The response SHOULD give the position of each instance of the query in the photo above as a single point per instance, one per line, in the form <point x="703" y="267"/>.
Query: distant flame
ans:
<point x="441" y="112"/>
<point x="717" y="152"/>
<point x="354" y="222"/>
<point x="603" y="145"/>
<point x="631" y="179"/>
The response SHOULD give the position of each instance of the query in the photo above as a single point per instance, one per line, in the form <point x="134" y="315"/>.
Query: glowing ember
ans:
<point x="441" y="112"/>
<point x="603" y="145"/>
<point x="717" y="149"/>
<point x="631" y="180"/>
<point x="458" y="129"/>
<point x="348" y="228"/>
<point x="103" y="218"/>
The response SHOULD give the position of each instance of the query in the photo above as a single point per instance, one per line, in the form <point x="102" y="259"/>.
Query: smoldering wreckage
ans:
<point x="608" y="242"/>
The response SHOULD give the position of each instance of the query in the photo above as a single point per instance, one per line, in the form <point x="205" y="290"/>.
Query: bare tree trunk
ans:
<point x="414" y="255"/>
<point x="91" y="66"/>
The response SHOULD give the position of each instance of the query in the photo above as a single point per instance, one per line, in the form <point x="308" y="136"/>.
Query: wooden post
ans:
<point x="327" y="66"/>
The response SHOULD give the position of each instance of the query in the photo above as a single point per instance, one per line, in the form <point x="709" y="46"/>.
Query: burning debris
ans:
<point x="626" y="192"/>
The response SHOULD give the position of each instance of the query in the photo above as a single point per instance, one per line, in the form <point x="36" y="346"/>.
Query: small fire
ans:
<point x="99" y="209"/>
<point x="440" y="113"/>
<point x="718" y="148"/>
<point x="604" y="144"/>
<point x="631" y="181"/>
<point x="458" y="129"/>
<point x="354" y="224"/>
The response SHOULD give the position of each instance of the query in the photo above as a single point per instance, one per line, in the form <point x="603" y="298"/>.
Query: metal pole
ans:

EXERCISE INSTRUCTIONS — Set down each line of the material verbatim, from the first line through the line that contains "Query: burning debris".

REPLY —
The response SHOULD give the position of each instance of the query in the photo above as a single point per instance, one per line, in the form <point x="703" y="267"/>.
Query: distant flame
ans:
<point x="441" y="112"/>
<point x="717" y="152"/>
<point x="354" y="222"/>
<point x="603" y="145"/>
<point x="631" y="179"/>
The response SHOULD give the position of each instance of the query in the photo above as a single point per instance, one per line, in the form <point x="134" y="315"/>.
Query: glowing ember
ans:
<point x="441" y="112"/>
<point x="603" y="145"/>
<point x="717" y="149"/>
<point x="631" y="180"/>
<point x="458" y="129"/>
<point x="348" y="228"/>
<point x="103" y="218"/>
The response SHOULD give the position of each instance of the query in the photo above as a single point per instance, one per line, in the form <point x="102" y="259"/>.
Query: smoldering wreckage
ans:
<point x="608" y="242"/>
The response SHOULD give the position of each instance of the query in the photo above as a single point per instance, one per line, in the form <point x="205" y="290"/>.
Query: bare tree trunk
ans:
<point x="414" y="255"/>
<point x="91" y="66"/>
The response SHOULD give the position of each instance of the query in the photo above as a single point per instance, one per line, in the form <point x="308" y="136"/>.
Query: wooden post
ans:
<point x="327" y="66"/>
The response SHOULD give the position of each instance of the query in the photo above as a single point per instance, one per line, in the form <point x="709" y="46"/>.
Query: burning debris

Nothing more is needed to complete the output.